[Collected data]
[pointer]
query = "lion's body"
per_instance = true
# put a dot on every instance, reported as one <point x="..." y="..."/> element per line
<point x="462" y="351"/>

(Work to complete)
Please rewrite the entire listing above line for line, offsetting every x and y coordinate in the answers by adding 26.

(Response to this exercise)
[pointer]
query = "lion's body"
per_instance = true
# put a dot on every instance, reported as one <point x="..." y="..."/> element per line
<point x="488" y="377"/>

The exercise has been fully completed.